START PASSAGE PROVIDED

Japan aims to lift generics prescribing
new plans under consideration at the country's Ministry of Health.
The government plans to allow doctors to specify on a prescription that patients receive a generic drug, in an effort to push the dispensing of generics by pharmacists. Currently, Japanese pharmacists cannot dispense drugs not specially requested in the doctor's prescription.
Under the proposed change, a sentence added to the prescription would advise that generics with the same ingredients and efficacy as the brand-name drug can be substituted, according to a report in the Nihon Keizai newspaper.
Japanese doctors tend to keep prescribing brand-name drugs even after the patent expires so that, even when generics are available, sales of proprietary brands tend to decline only slightly. In contrast, it is not uncommon for a blockbuster drug in Europe or the US to lose two-thirds of its revenues to generic competitors within a year of patent expiry.
The move is part of a wider government scheme to alter how drug charges are reimbursed under the National Health Insurance system and boost the uptake of generic drugs.
At present, generics account for about 16 per cent of Japan's drug market by volume and 5 per cent in terms of value, much lower than the 50 per cent share seen in countries such as the US and some European countries. If prescribing of generic could be lifted to these levels, 1,000 billion yen (€7.6bn) could be carved from the current 6,000 billion yen budget.
- Meanwhile doctors in Belgium have been told by Health Minister Rudy Demotte that, unless generics account for one-fifth of their prescriptions, they could incur financial penalties.

END PASSAGE PROVIDED

**PROMPT**. Transcribe the part of the passage on Japan's generics plans between "Japan aims to" and "the doctor's prescription.", inclusive.

START LISTED ENTRIES

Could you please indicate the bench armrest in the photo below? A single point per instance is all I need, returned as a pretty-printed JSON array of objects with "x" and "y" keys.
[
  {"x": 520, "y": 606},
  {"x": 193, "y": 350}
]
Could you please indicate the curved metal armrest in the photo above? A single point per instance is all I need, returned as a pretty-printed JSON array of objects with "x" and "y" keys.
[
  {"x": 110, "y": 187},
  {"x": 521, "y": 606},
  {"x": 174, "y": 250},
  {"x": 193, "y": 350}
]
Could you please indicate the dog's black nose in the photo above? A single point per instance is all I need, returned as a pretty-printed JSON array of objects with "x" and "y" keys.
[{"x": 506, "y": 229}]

END LISTED ENTRIES
START LISTED ENTRIES

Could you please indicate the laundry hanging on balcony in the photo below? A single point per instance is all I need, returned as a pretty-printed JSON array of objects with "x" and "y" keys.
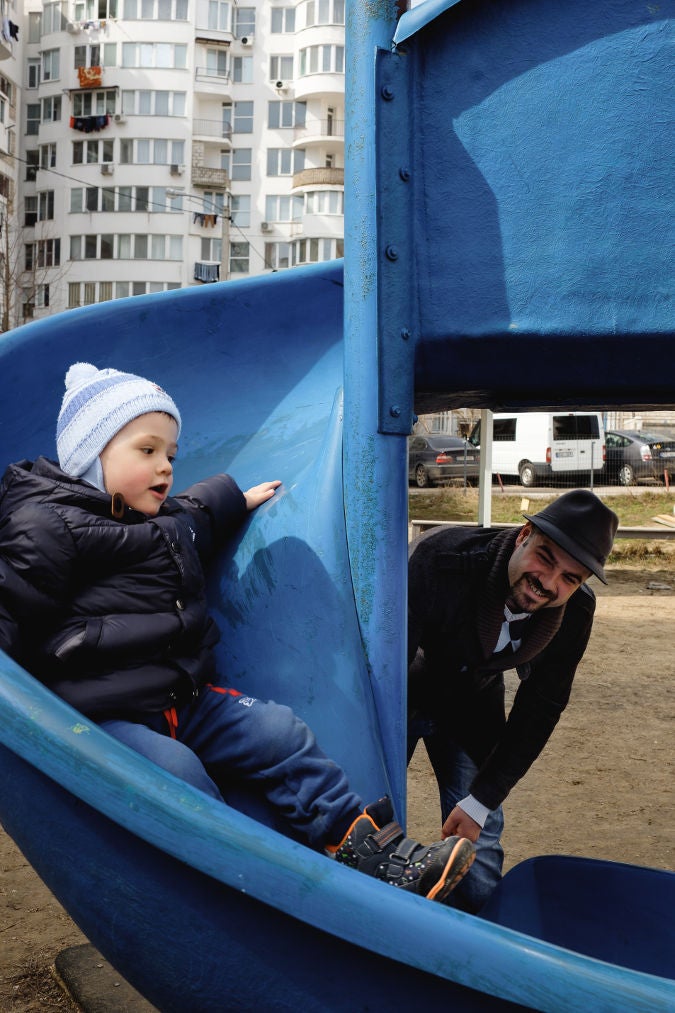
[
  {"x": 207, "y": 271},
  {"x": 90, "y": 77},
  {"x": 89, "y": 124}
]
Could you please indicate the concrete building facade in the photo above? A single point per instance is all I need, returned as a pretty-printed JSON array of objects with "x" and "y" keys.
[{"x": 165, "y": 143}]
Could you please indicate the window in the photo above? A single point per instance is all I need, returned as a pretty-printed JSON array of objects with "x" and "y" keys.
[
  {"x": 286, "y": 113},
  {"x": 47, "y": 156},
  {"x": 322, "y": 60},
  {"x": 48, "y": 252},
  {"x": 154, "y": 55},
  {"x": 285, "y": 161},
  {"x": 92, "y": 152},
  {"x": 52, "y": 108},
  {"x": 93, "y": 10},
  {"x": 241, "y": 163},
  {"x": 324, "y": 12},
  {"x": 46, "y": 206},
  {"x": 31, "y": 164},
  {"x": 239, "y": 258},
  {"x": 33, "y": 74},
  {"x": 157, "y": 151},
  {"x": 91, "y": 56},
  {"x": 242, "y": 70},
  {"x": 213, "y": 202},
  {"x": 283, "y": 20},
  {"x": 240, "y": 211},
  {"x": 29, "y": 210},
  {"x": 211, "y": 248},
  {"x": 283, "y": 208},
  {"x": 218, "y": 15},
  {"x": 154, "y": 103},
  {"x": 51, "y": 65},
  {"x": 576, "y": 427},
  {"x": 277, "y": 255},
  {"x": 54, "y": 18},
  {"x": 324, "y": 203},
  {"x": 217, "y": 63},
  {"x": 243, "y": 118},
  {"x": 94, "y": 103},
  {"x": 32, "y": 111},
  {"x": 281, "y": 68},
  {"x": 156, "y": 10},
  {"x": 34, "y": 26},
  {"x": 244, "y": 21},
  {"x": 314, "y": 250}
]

END LISTED ENTRIES

**SOLUTION TO THIS TASK**.
Japan aims to lift generics prescribing
new plans under consideration at the country's Ministry of Health.
The government plans to allow doctors to specify on a prescription that patients receive a generic drug, in an effort to push the dispensing of generics by pharmacists. Currently, Japanese pharmacists cannot dispense drugs not specially requested in the doctor's prescription.